## Data excerpts

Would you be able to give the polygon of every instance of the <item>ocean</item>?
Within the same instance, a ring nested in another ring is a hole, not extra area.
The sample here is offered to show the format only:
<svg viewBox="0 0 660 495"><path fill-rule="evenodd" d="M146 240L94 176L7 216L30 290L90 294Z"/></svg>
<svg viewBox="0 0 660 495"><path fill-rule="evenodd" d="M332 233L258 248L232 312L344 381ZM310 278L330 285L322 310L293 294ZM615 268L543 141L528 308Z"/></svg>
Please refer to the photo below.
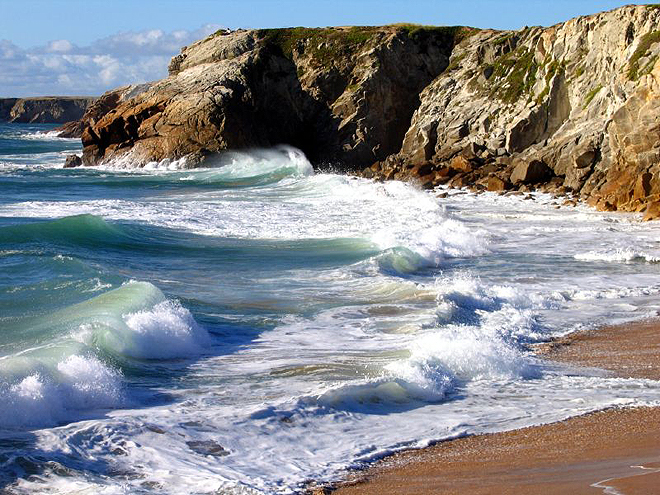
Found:
<svg viewBox="0 0 660 495"><path fill-rule="evenodd" d="M296 493L396 450L659 405L534 343L657 316L660 224L314 172L63 169L0 124L0 492Z"/></svg>

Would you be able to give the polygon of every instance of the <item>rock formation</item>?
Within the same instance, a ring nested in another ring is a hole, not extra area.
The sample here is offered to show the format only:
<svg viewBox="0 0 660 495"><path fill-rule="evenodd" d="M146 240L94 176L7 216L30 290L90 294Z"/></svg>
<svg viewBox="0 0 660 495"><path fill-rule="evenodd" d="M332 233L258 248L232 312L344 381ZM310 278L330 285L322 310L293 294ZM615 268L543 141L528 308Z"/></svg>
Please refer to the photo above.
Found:
<svg viewBox="0 0 660 495"><path fill-rule="evenodd" d="M138 84L122 86L120 88L107 91L99 98L95 98L85 109L85 113L78 117L78 120L72 120L58 127L59 136L64 138L82 137L83 131L93 126L97 120L105 114L114 110L119 103L139 94L148 88L148 84Z"/></svg>
<svg viewBox="0 0 660 495"><path fill-rule="evenodd" d="M11 109L14 108L18 98L0 98L0 122L7 122Z"/></svg>
<svg viewBox="0 0 660 495"><path fill-rule="evenodd" d="M92 97L44 96L1 98L0 121L32 124L62 124L82 117Z"/></svg>
<svg viewBox="0 0 660 495"><path fill-rule="evenodd" d="M520 31L395 25L218 32L84 124L136 165L288 143L367 177L573 192L660 212L660 9Z"/></svg>
<svg viewBox="0 0 660 495"><path fill-rule="evenodd" d="M288 143L353 169L399 150L419 93L462 28L329 28L217 33L182 50L170 76L83 136L91 164L138 163Z"/></svg>

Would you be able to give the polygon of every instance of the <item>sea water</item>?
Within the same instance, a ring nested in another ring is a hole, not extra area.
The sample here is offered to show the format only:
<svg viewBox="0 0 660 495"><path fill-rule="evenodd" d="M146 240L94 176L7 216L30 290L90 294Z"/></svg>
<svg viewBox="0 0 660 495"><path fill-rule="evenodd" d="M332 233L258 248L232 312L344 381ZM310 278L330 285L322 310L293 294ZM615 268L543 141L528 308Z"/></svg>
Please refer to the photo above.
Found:
<svg viewBox="0 0 660 495"><path fill-rule="evenodd" d="M530 351L658 314L656 223L315 173L289 147L63 169L79 141L49 129L0 126L0 491L292 493L660 403Z"/></svg>

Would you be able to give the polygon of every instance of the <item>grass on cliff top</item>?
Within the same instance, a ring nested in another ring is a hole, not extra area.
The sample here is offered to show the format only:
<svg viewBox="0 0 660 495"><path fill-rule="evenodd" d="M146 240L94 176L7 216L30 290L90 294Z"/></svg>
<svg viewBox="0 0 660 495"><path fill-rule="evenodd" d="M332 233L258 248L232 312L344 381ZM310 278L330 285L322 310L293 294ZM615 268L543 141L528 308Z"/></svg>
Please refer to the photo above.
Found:
<svg viewBox="0 0 660 495"><path fill-rule="evenodd" d="M630 57L630 60L628 61L628 79L631 81L636 81L641 76L651 72L651 69L653 69L653 64L655 63L655 57L644 67L640 67L639 62L642 58L648 55L651 47L658 42L660 42L660 31L652 31L642 36L637 50L635 50L635 53L633 53L632 57Z"/></svg>
<svg viewBox="0 0 660 495"><path fill-rule="evenodd" d="M296 49L310 50L321 63L330 62L341 55L350 55L363 46L378 28L354 26L339 28L283 28L260 29L257 34L265 44L277 46L287 58L293 58Z"/></svg>
<svg viewBox="0 0 660 495"><path fill-rule="evenodd" d="M393 24L382 27L260 29L257 35L263 43L278 47L289 59L293 58L294 50L300 53L307 51L317 62L325 66L337 57L354 54L377 34L387 31L402 33L418 43L436 38L441 43L451 43L452 46L474 32L470 28L460 26Z"/></svg>
<svg viewBox="0 0 660 495"><path fill-rule="evenodd" d="M464 26L423 26L420 24L391 24L390 26L405 33L412 40L421 42L433 36L442 42L457 45L464 39L470 37L477 30Z"/></svg>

## Task goal
Retype every entry exactly as written. Leave the pictures out.

## Solution to the problem
Would you be able to give the polygon of every instance of the <item>ocean</item>?
Within the same instance, a ring nested in another ring is a hole, not extra area.
The sample here is offered to show the format only:
<svg viewBox="0 0 660 495"><path fill-rule="evenodd" d="M146 240L94 176L7 216L30 290L90 294Z"/></svg>
<svg viewBox="0 0 660 495"><path fill-rule="evenodd" d="M332 233L258 248L232 312L344 381ZM310 278L330 285L322 310L293 294ZM615 268L543 141L528 308Z"/></svg>
Please refer to the photo below.
Found:
<svg viewBox="0 0 660 495"><path fill-rule="evenodd" d="M296 493L396 450L659 405L534 343L657 316L660 224L314 172L63 169L0 124L0 492Z"/></svg>

Would you be able to give the polygon of every instance of the <item>rock formation</item>?
Within the same instance, a ring nested in another ring is a hole, not extra area.
The sample here is offered to show the format only:
<svg viewBox="0 0 660 495"><path fill-rule="evenodd" d="M146 240L94 176L7 216L30 290L90 294Z"/></svg>
<svg viewBox="0 0 660 495"><path fill-rule="evenodd" d="M332 233L258 248L232 312L344 381ZM310 278L330 285L322 310L293 294ZM615 268L543 141L528 308Z"/></svg>
Please refer to the photo above.
Found:
<svg viewBox="0 0 660 495"><path fill-rule="evenodd" d="M138 84L122 86L120 88L107 91L99 98L95 98L85 109L85 113L78 117L78 120L72 120L58 127L59 136L64 138L82 137L83 131L93 126L97 120L105 114L114 110L119 103L139 94L148 88L148 84Z"/></svg>
<svg viewBox="0 0 660 495"><path fill-rule="evenodd" d="M11 109L14 108L18 98L0 98L0 122L7 122Z"/></svg>
<svg viewBox="0 0 660 495"><path fill-rule="evenodd" d="M92 97L44 96L1 98L0 121L32 124L62 124L82 117Z"/></svg>
<svg viewBox="0 0 660 495"><path fill-rule="evenodd" d="M520 31L395 25L218 32L84 124L136 165L288 143L367 177L573 192L660 212L660 9Z"/></svg>
<svg viewBox="0 0 660 495"><path fill-rule="evenodd" d="M288 143L353 169L399 150L419 93L462 28L329 28L217 33L182 50L170 76L83 136L91 164L138 163Z"/></svg>

Would you be able to give the polygon of every instance of the <item>sea water</item>?
Within the same instance, a ring nested in another ring is a hole, not extra area.
The sample here is offered to show the format only:
<svg viewBox="0 0 660 495"><path fill-rule="evenodd" d="M146 240L94 176L7 216L30 290L90 294Z"/></svg>
<svg viewBox="0 0 660 495"><path fill-rule="evenodd" d="M332 233L258 248L232 312L344 381ZM310 278L330 285L322 310L293 294ZM615 268L543 141L528 308Z"/></svg>
Please refer to the photo above.
Found:
<svg viewBox="0 0 660 495"><path fill-rule="evenodd" d="M530 351L658 314L656 223L315 173L289 147L63 169L79 141L49 129L0 126L0 491L292 493L660 403Z"/></svg>

Would you be able to give the polygon of every instance of the <item>grass on cliff top</item>?
Within the same instance, a ring nested in another ring is a hole, not extra area.
The sample here is offered to show the format only:
<svg viewBox="0 0 660 495"><path fill-rule="evenodd" d="M146 240L94 176L7 216L30 290L90 294Z"/></svg>
<svg viewBox="0 0 660 495"><path fill-rule="evenodd" d="M332 233L258 248L232 312L344 381ZM310 278L330 285L322 310L293 294ZM615 268L543 141L528 308Z"/></svg>
Please refer to the photo above.
Found:
<svg viewBox="0 0 660 495"><path fill-rule="evenodd" d="M630 57L630 60L628 61L628 79L631 81L636 81L641 76L651 72L651 69L653 69L653 64L655 63L655 57L644 67L640 67L639 62L642 58L648 55L651 47L658 42L660 42L660 31L652 31L642 36L637 50L635 50L635 53L633 53L632 57Z"/></svg>
<svg viewBox="0 0 660 495"><path fill-rule="evenodd" d="M296 49L310 50L321 63L330 62L341 55L350 55L363 46L378 28L354 26L339 28L283 28L260 29L257 34L265 44L277 46L287 58L293 58Z"/></svg>
<svg viewBox="0 0 660 495"><path fill-rule="evenodd" d="M393 24L382 27L260 29L257 35L263 43L278 47L289 59L293 58L294 50L300 53L307 51L317 62L325 66L337 57L354 54L377 34L387 31L402 33L418 43L436 38L441 43L451 43L452 46L474 32L470 28L460 26Z"/></svg>
<svg viewBox="0 0 660 495"><path fill-rule="evenodd" d="M464 26L423 26L420 24L391 24L390 26L405 33L412 40L421 42L433 36L442 42L457 45L464 39L470 37L477 30Z"/></svg>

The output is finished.